WORK ITEM
Which lines of the entries below include "every"? List them all.
:: DATASET ENTRIES ::
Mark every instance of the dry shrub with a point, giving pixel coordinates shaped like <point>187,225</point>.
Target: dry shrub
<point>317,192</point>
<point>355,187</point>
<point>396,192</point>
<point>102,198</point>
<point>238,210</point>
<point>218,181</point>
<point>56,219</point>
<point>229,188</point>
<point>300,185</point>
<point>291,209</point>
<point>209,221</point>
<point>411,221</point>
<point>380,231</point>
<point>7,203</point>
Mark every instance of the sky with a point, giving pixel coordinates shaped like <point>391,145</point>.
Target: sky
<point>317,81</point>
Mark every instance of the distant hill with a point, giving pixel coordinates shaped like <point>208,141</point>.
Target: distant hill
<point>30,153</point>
:::
:: DATASET ENTRIES ::
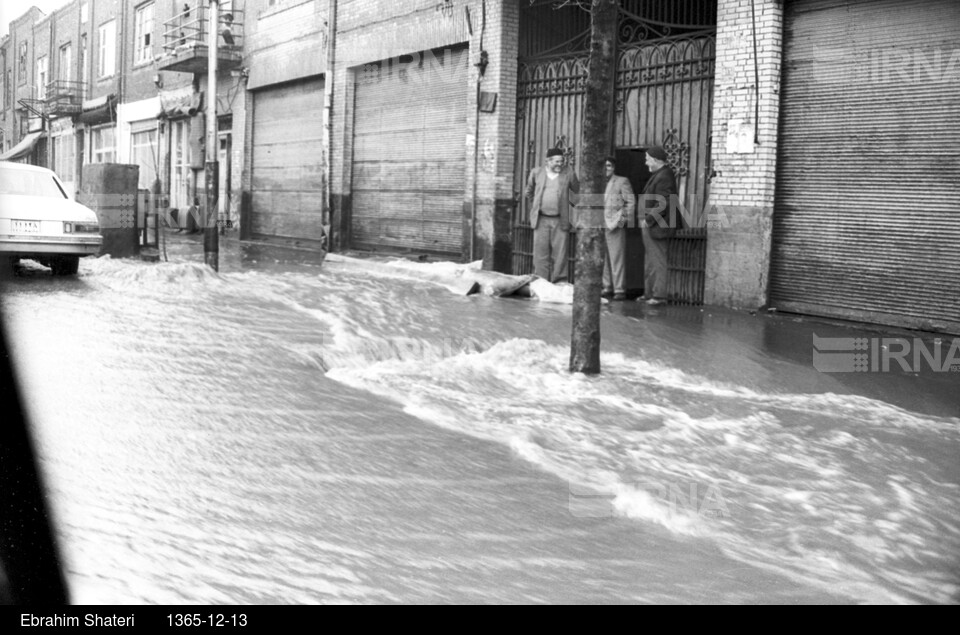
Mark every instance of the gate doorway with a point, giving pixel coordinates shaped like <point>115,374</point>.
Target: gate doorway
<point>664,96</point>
:::
EXERCISE OUTPUT
Mark every instance of the dry shrub with a point, giving pixel coordinates shaped like <point>187,225</point>.
Mark every instance of the sky with a point, giving pixel coordinates shaped like <point>391,145</point>.
Mark every instance of the distant hill with a point, giving pixel coordinates shaped like <point>208,141</point>.
Mark every instance of the gate doorway with a point, giving pixel coordinates shaped like <point>115,374</point>.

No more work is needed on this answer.